*Exercise goal:*
Could you return the whole listing, character for character?

*Given information:*
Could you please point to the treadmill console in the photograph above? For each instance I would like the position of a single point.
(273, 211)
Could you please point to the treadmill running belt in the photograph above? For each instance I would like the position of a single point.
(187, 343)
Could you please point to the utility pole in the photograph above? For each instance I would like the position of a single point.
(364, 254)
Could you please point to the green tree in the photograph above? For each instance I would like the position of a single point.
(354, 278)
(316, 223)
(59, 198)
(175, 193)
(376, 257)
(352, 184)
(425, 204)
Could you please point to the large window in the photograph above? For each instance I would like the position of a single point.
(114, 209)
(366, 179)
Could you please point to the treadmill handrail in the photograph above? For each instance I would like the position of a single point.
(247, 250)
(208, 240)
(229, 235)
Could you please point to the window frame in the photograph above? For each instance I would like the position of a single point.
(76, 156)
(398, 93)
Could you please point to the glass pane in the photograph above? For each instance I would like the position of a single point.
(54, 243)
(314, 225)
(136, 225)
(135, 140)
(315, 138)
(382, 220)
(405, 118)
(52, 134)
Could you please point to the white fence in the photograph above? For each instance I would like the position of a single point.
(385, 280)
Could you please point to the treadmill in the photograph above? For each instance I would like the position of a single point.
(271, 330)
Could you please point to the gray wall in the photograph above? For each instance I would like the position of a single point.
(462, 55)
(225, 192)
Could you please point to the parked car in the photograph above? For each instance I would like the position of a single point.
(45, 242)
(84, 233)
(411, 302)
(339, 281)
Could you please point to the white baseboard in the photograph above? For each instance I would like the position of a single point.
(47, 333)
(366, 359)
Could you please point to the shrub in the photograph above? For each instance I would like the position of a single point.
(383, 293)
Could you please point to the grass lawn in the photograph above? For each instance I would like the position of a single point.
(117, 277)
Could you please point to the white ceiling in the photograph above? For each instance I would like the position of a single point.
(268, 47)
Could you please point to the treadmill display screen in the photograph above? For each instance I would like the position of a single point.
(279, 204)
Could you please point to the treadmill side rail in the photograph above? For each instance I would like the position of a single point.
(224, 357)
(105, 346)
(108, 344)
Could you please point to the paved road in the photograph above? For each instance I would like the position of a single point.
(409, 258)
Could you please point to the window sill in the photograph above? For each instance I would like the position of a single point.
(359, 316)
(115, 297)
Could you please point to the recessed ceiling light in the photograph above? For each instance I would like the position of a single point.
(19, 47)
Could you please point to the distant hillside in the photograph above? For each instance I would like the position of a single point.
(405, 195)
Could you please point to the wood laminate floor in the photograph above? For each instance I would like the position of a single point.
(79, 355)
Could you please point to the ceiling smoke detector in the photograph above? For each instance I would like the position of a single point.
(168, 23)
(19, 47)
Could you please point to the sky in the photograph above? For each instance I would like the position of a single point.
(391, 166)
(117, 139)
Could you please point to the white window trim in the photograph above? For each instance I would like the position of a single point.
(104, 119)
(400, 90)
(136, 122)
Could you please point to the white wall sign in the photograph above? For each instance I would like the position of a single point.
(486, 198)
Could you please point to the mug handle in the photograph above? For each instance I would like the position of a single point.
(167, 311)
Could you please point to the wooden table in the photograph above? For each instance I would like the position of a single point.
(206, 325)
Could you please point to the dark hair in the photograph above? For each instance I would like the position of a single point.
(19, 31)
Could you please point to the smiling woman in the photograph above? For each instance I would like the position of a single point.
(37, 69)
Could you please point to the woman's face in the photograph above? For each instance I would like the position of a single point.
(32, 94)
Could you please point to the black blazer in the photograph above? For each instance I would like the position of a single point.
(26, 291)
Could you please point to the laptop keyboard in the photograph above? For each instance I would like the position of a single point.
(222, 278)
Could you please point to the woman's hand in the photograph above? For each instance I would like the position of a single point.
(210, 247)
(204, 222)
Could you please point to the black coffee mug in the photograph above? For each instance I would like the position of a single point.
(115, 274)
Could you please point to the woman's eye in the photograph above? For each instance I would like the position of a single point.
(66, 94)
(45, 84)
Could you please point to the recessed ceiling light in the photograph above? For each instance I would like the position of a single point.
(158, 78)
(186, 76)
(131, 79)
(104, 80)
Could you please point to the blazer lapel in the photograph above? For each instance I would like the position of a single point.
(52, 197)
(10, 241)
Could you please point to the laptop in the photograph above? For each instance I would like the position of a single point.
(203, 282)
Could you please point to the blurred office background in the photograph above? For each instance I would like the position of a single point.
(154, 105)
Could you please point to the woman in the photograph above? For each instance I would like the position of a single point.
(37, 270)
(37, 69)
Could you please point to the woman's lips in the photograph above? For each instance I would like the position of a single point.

*Written solution:*
Could you please point to the treadmill console in the photograph above? For each instance I would like the position of a single point.
(273, 211)
Could you please point to the treadmill running belt in the photograph above? For each instance I would like the position of a single point.
(187, 343)
Could you please point to the utility pole in the photograph above? For each instance I would like the position of a single point.
(364, 254)
Could you please point to the green tree in the photograph above? For each instance I would like the position of a single point.
(354, 278)
(316, 223)
(59, 198)
(175, 193)
(376, 257)
(352, 184)
(425, 204)
Could you please point to the large window in the photograph above? For each instance I would like the position of a single point.
(114, 209)
(366, 179)
Could you please point to the treadmill handrail in the photograph above? For each instance I would like the position of a single point.
(247, 250)
(208, 240)
(229, 235)
Could you please point to the window frame in the photograph above? For each instance I would like the position of a single point.
(76, 156)
(398, 93)
Could you please point to the glass pane in the photograph above? For each instance I would like the position of a single point.
(54, 243)
(314, 225)
(136, 225)
(135, 140)
(315, 138)
(382, 220)
(405, 118)
(52, 134)
Could you please point to the white fence in the photograph above? For each instance I would like the position of a single point.
(385, 280)
Could you please point to the treadmill in the photograph above? For each instance I would like the position of a single point.
(271, 330)
Could you please point to the gray wall in the photograph above? For each instance I would like the position of a single point.
(462, 55)
(225, 192)
Could you please point to the parked car in the photograph above? For each instance I would like the position of a single point.
(45, 242)
(84, 233)
(411, 302)
(339, 281)
Could you please point to the white baseboard in the photograph above? For each instance I would like the position of a single point.
(47, 333)
(366, 359)
Could you please point to the shrub in the photograph above? For each instance I would like the position of a single point.
(383, 293)
Could you please point to the grass lawn in the photograph above? For each instance I would like the position of a single point.
(117, 277)
Could you please point to the white ceiling in the photograph above? For each instance I would like the position of a single point.
(268, 47)
Could you please point to the treadmill display screen in the photograph above? For each instance I would like the position of a single point.
(279, 204)
Could you please point to the treadmill side rail in the photograph above? For each instance I would like the position of a single point.
(224, 357)
(105, 346)
(108, 344)
Could you please point to the paved road in the photograph above? For each instance I would like the position of a single point.
(409, 258)
Could you please point to the window sill in the photograph above? For each instance I would like the position of a single point.
(359, 316)
(115, 297)
Could you please point to the recessed ceiling light in the photograph above? For each instance I would like the position of a single point.
(19, 47)
Could you please point to the distant hillside in the photograph above? For each instance I would like the position of a single point.
(405, 195)
Could you please point to the wood laminate floor in the photograph above? For each instance I would like the position of a single point.
(79, 355)
Could you please point to the ceiling smoke detector in the photograph above? For each instance I would like the position of a single point.
(168, 23)
(19, 47)
Could you please point to the sky in the photograph above? For each instance I would like the position of a single point.
(391, 166)
(117, 139)
Could you please point to the white window trim in the photograph above? For each instance I would like the position of a single point.
(104, 119)
(400, 90)
(136, 122)
Could you please point to the white wall sign in the photograph above? For each instance I would like the position of a single point.
(486, 198)
Could you please point to the mug handle in the photograph above? For each instance I would like the position of a single point.
(167, 311)
Could you please point to the wooden table in the photograph above? For each instance I would like the position of a single point.
(206, 325)
Could you please point to the dark hair in the photograph above? For each instance I would like the position of a single point.
(19, 31)
Could you please point to the smiling woman in the photograph above? For each instance I would like the position of a single point.
(37, 69)
Could you please point to the woman's face in the photograph above? For each instance I would like the position of a single point.
(32, 94)
Could you please point to the black blazer in the photograph above? For each instance I would like the position of a single point.
(26, 291)
Could you please point to the laptop keyboard in the photograph above? For each instance I would like the position of a single point.
(222, 278)
Could you please point to the woman's hand in the photograph above? For each instance I would like the position of a single point.
(210, 247)
(204, 222)
Could you please point to the black coffee mug in the photograph above? For each instance I would like the position of a single point.
(115, 274)
Could you please point to the woman's eye in the photograph above? For each instance I would like the position of a single point.
(66, 94)
(45, 84)
Could you please point to the recessed ceiling light in the photograph above? For each instance I would like the position of a single point.
(158, 78)
(186, 76)
(131, 79)
(104, 80)
Could you please point to the blazer lapel in the photograph above? For each instance I would like the position of a single point.
(52, 197)
(10, 241)
Could you please point to the laptop in the photograph above? For each instance I would like the position of a single point.
(203, 282)
Could you please point to the blurred office background in the photograph above? For each instance I would like the position of a single point.
(154, 105)
Could you please point to the woman in the photograph above? For each instance I would like the position of a single point.
(37, 270)
(37, 69)
Could you please point to the woman's lips in the photograph above? For each instance I would like the position of a single point.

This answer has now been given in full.